• **What the task requires**
Return exactly the lines from the "Put a point on the mosque" line through the last line of the entries below. Include no pictures.

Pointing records

▬▬▬

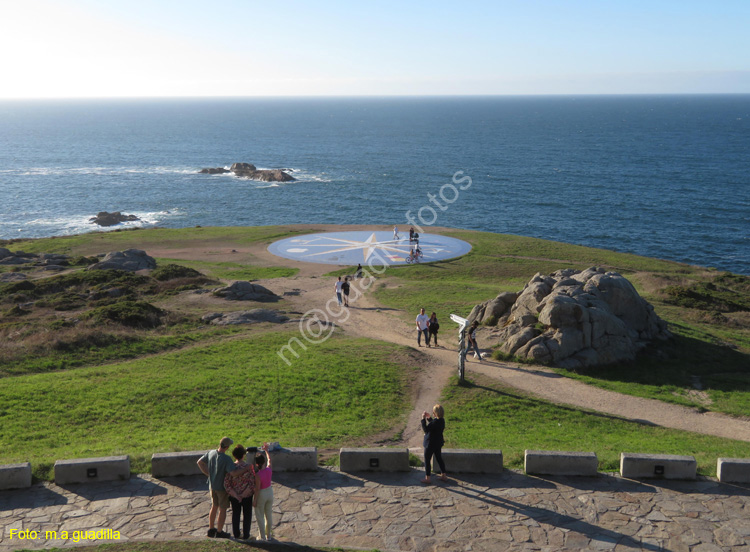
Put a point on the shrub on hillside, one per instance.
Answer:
(134, 314)
(174, 271)
(725, 293)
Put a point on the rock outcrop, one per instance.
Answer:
(216, 170)
(573, 319)
(244, 317)
(491, 311)
(248, 170)
(19, 257)
(246, 291)
(12, 277)
(103, 218)
(130, 259)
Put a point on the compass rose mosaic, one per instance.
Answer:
(373, 248)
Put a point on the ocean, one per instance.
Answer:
(661, 176)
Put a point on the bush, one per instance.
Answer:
(135, 314)
(16, 311)
(84, 261)
(173, 271)
(10, 289)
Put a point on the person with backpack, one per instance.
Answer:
(263, 499)
(241, 490)
(433, 326)
(345, 291)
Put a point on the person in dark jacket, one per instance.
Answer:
(433, 428)
(433, 328)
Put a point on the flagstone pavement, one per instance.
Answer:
(395, 512)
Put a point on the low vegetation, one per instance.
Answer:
(134, 366)
(340, 391)
(204, 545)
(484, 414)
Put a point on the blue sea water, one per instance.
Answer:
(662, 176)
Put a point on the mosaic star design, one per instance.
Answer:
(377, 248)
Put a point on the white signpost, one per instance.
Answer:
(462, 323)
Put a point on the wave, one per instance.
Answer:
(78, 224)
(304, 175)
(100, 171)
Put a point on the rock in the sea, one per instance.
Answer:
(573, 319)
(242, 167)
(216, 170)
(103, 218)
(246, 291)
(244, 317)
(246, 170)
(130, 259)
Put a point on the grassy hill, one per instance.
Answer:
(97, 364)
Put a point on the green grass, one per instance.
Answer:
(235, 271)
(143, 238)
(337, 391)
(692, 356)
(203, 545)
(485, 414)
(102, 347)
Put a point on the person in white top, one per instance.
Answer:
(423, 324)
(339, 287)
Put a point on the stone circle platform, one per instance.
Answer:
(394, 512)
(374, 248)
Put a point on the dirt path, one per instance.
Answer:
(365, 318)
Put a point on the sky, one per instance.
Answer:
(191, 48)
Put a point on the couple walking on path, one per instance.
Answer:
(427, 326)
(241, 483)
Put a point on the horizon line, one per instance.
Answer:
(376, 96)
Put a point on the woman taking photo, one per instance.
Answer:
(433, 428)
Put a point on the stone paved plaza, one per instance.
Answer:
(511, 511)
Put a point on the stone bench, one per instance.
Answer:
(552, 462)
(733, 470)
(374, 459)
(169, 464)
(86, 470)
(15, 476)
(292, 459)
(657, 466)
(471, 461)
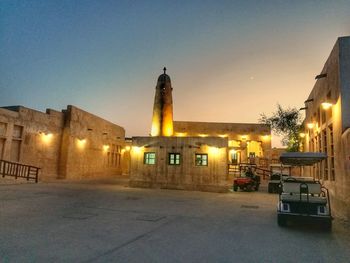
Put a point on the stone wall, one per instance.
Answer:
(240, 133)
(91, 146)
(72, 144)
(186, 175)
(32, 137)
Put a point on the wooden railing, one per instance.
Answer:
(19, 170)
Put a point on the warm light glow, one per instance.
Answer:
(326, 105)
(181, 134)
(168, 129)
(46, 137)
(136, 149)
(234, 143)
(214, 150)
(310, 125)
(266, 137)
(81, 143)
(105, 147)
(233, 151)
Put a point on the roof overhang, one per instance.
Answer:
(302, 158)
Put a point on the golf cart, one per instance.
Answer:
(303, 198)
(279, 173)
(247, 181)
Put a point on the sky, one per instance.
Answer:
(229, 61)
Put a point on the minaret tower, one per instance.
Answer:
(162, 121)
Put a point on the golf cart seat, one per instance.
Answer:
(296, 197)
(302, 192)
(297, 187)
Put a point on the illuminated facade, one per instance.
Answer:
(193, 155)
(72, 144)
(162, 120)
(327, 126)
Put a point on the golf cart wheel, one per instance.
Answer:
(327, 225)
(281, 221)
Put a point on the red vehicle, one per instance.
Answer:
(247, 182)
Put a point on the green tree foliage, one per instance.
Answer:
(286, 123)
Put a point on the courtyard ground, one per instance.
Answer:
(109, 222)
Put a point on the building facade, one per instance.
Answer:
(327, 126)
(193, 155)
(71, 144)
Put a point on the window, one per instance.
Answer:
(325, 150)
(149, 158)
(17, 131)
(174, 159)
(201, 159)
(331, 152)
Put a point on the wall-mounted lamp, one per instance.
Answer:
(320, 76)
(105, 147)
(244, 137)
(81, 143)
(127, 148)
(46, 137)
(326, 105)
(136, 149)
(266, 137)
(214, 150)
(309, 100)
(310, 125)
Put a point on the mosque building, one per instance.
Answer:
(193, 155)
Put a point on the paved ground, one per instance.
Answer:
(69, 222)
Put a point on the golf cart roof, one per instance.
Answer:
(302, 158)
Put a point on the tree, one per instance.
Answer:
(286, 123)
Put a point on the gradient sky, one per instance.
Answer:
(229, 61)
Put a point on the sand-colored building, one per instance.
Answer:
(67, 144)
(327, 126)
(193, 155)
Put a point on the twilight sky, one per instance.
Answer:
(228, 61)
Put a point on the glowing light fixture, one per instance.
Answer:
(326, 105)
(310, 125)
(136, 149)
(105, 147)
(81, 143)
(266, 137)
(46, 137)
(214, 150)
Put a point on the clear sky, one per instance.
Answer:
(228, 61)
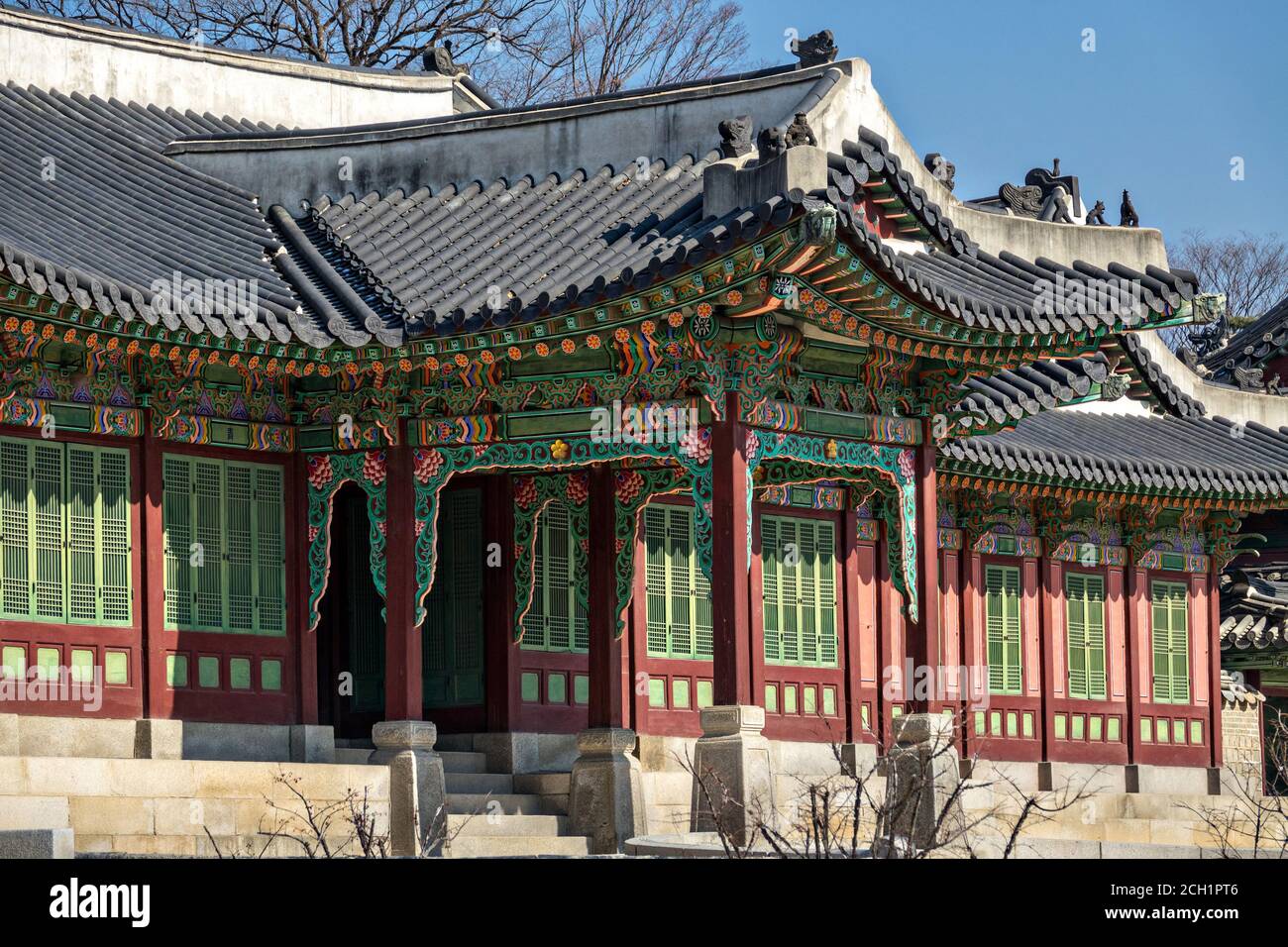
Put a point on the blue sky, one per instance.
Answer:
(1173, 90)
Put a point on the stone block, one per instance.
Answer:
(726, 187)
(38, 843)
(159, 740)
(1194, 781)
(417, 793)
(923, 774)
(859, 761)
(8, 735)
(75, 736)
(34, 812)
(312, 744)
(1085, 777)
(733, 788)
(605, 792)
(51, 776)
(151, 777)
(112, 815)
(236, 741)
(194, 815)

▬▬▬

• **Solved exercise**
Put a point on the mosque building, one per instance.
Answer:
(193, 155)
Put a point on the paved ground, one per instance.
Answer:
(69, 222)
Put a point on the golf cart roof, one per instance.
Answer:
(302, 158)
Put a point on the tree, one per instance.
Answer:
(286, 123)
Put a point on the gradient sky, one per instance.
Answer:
(229, 61)
Put a point on the sand-colored building, one per instance.
Answer:
(67, 144)
(327, 126)
(193, 155)
Put a point on the twilight sky, one per instance.
Answer:
(228, 61)
Put a point on the glowing light fixture, one per instance.
Answer:
(326, 105)
(310, 125)
(136, 149)
(105, 147)
(81, 143)
(266, 137)
(46, 137)
(214, 150)
Put a point on the clear sky, one per instance.
Answer:
(228, 61)
Put a point on the blue sky, one per instance.
Answer:
(1173, 90)
Put a point on the stone block, one per instance.
Answer:
(726, 187)
(38, 843)
(159, 740)
(1194, 781)
(417, 793)
(923, 774)
(859, 761)
(8, 735)
(75, 736)
(34, 812)
(312, 744)
(1085, 777)
(733, 788)
(605, 792)
(51, 776)
(151, 777)
(112, 815)
(236, 741)
(194, 815)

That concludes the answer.